**What you have to do**
Output everything from the line containing "Point out where the tree" down to the line containing "[349,28,396,80]", inclusive, as a two-column CSV with headers entry_text and box. Give one row for each entry, with its text and its answer each in a single quoted field and line breaks replaced by spaces.

**Stored rows**
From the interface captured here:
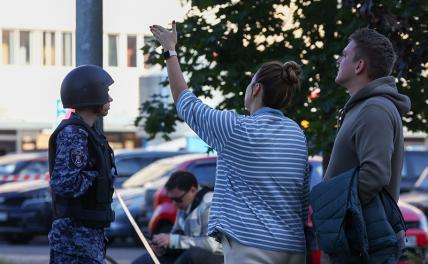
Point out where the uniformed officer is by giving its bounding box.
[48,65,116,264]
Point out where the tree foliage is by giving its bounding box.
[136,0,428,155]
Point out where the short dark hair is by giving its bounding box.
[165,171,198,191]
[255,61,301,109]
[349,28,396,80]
---
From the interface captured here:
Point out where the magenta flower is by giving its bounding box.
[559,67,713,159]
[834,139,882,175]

**Answer to this problem**
entry_text,box
"Point out where the tree foliage is by giving its bounding box.","[136,0,428,155]"
"Point out where the short dark hair is by giving its bounding box.","[165,171,198,191] [255,61,301,109] [349,28,396,80]"